### [TEXT BLOCK]
____________________
The only thing you really need to do to prepare for R training is to install the latest version of R and RStudio. We’ll talk about the difference between R and RStudio on the first day, but for now, just make sure they’re installed. Directions for installing R/RStudio are below. If you run into any problems, check the instructions at R for Data Science Section 1.4.1 and 1.4.2.
NOTE: If you don’t have Administrative privileges on your computer, you will have to submit an IT HelpDesk Ticket (need to be on VPN or NPS network to access this link) to install R and RStudio, which could take a while. PLEASE PLAN AHEAD!
Even if you already have R or RStudio installed, please install the latest versions of both programs. R recently went through a major version change from 3.x to 4.x with some potential code-breaking changes. The latest versions are needed to ensure everyone’s code behaves the same way.
If you are attending Day 4: R packages and version control, you will need to install Git for Windows, RTools, and devtools and roxygen2 packages.
Download the latest 64-bit Git for Windows by clicking on the “Click here to download” link at the top, and installing the file. Once installed, RStudio typically can find it.
Download files and instructions for Rtools installation are available on CRAN’s RTools page. It’s a large file and may require admin privileges to install, so be sure to install prior to training. You must also be using R 4.0 or higher for this training, and be sure to download Rtools4.
After you install Rtools, you’ll want to install the devtools package. The devtools package allows you to install packages from github, and will be the easiest way for others to install your packages in their R environment. Run the code chunk below to make sure everything is installed and running correctly. The devtools package has a lot of dependencies, and you often have to install new packages or update existing packages during the process. If you’re asked to update libraries while trying to install devtools, you should update them. The most common reason the devtools install doesn’t work is because you have an outdated version of one of its dependencies installed.
install.packages('devtools')
library(devtools)
The roxygen2 package is a dependency of devtools, and it should be installed if you successfully installed devtools. However, it’s always good to check that it installed properly. The roxygen2 package helps with package documentation. The usethis package is relatively new, and some features that used to live in devtools now live in usethis.
library(roxygen2)
library(usethis)
Once these packages load without errors, you’re all set. If you have any issues making this work, contact Kate Miller or Sarah Wright prior to training, and we’ll help you troubleshoot.
The entire training will take place over 4 half days. Each day will run from 10-2 MST via MS Teams. The hour before training, and the hour after training will also be posted by at least one trainer as office hours, in case there are questions that couldn’t be handled during training.
____________________
### [RAW RECORDS]

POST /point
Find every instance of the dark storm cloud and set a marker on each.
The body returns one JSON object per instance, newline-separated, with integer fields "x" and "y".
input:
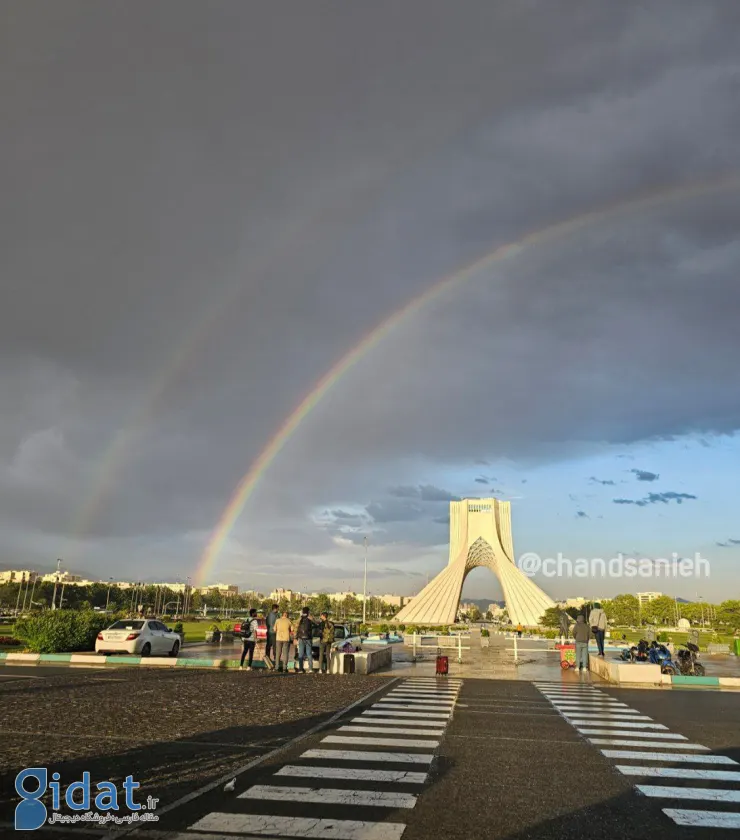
{"x": 644, "y": 475}
{"x": 204, "y": 208}
{"x": 656, "y": 498}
____________________
### [ACTIONS TO TAKE]
(a) In the R training setup instructions, what is the most common reason the devtools install fails?
(b) Using the R training setup instructions, decide whether each statement agrees with them. Give yes or no and quote the words that decide it.
(i) The training runs over four full days.
(ii) The roxygen2 package is a dependency of devtools.
(iii) The 32-bit version of Git for Windows should be downloaded.
(c) Write the next part of the R training setup instructions, starting after their final sentence.

### [ANSWERS TO THE EXERCISES]
(a) An outdated version of one of its dependencies is installed.

(b)
(i) No: "The entire training will take place over 4 half days."
(ii) Yes: "The roxygen2 package is a dependency of devtools"
(iii) No: "Download the latest 64-bit Git for Windows"

(c)
Each training session has three trainers assigned, two of which will be the main instructors. The third trainer will manage the chat. For most of the training, one of the trainers will share their screen to walk through the website and then demo with live coding. It will help a lot if you have 2 monitors, so you can have the screen being shared on one monitor and your own session of RStudio open on the other.
Half days are barely enough to scratch the surface of the more advanced topics we’re covering in R. Our goals with this training are to help you get beyond the initial learning curve, so you’re armed with the skills you need to continue learning on your own. The trainers put lot of thought and time into designing this training. We did it because we enjoy coding in R and it has greatly increased efficiency and productivity in our jobs. We hope you have a similar experience as you begin applying and learning more about the tools we’re covering this week. As you learn more, please share your skills and code with others to help us build a larger community of R users in IMD who can learn from each other.
Finally, to help us improve this training for future sessions, please leave feedback in the training feedback form.
You can download USFS FIA data in R using their DataStore url. The code below downloads multiple states’ PLOT table, prints the length of the table (which you’ll want to check against the DataStore recrods), and saves them to a data folder on my hard drive.
# Create function to iterate download
downFIA <- function(state, table){
csv_name <- paste(state, table, sep = "_")
csv_link <- paste0('http://apps.fs.usda.gov/fia/datamart/CSV/', csv_name, '.csv')
assign(csv_name, read.csv(csv_link))
write.csv(csv_name, paste0("./data/", csv_name, '.csv'))
}
# Create list of states of interest
states = c("CT", "RI", "DE")
# Use purrr::map to download each state's PLOT table.
purrr::map(states, ~downFIA(., "PLOT"))
Note that you can take this another step further with purrr::map2() to download from a list of states and a list of tables. But note that these are big files and the process may crash if trying to do too much in one call.
rFIA
The rFIA package was recently developed through a cooperative agreement between NETN and Hunter Stanke, a grad student at Michigan State University. The package was designed to make it easier to access and import FIA data into R and to perform common queries and analyses for specified areas and time series with the FIA data.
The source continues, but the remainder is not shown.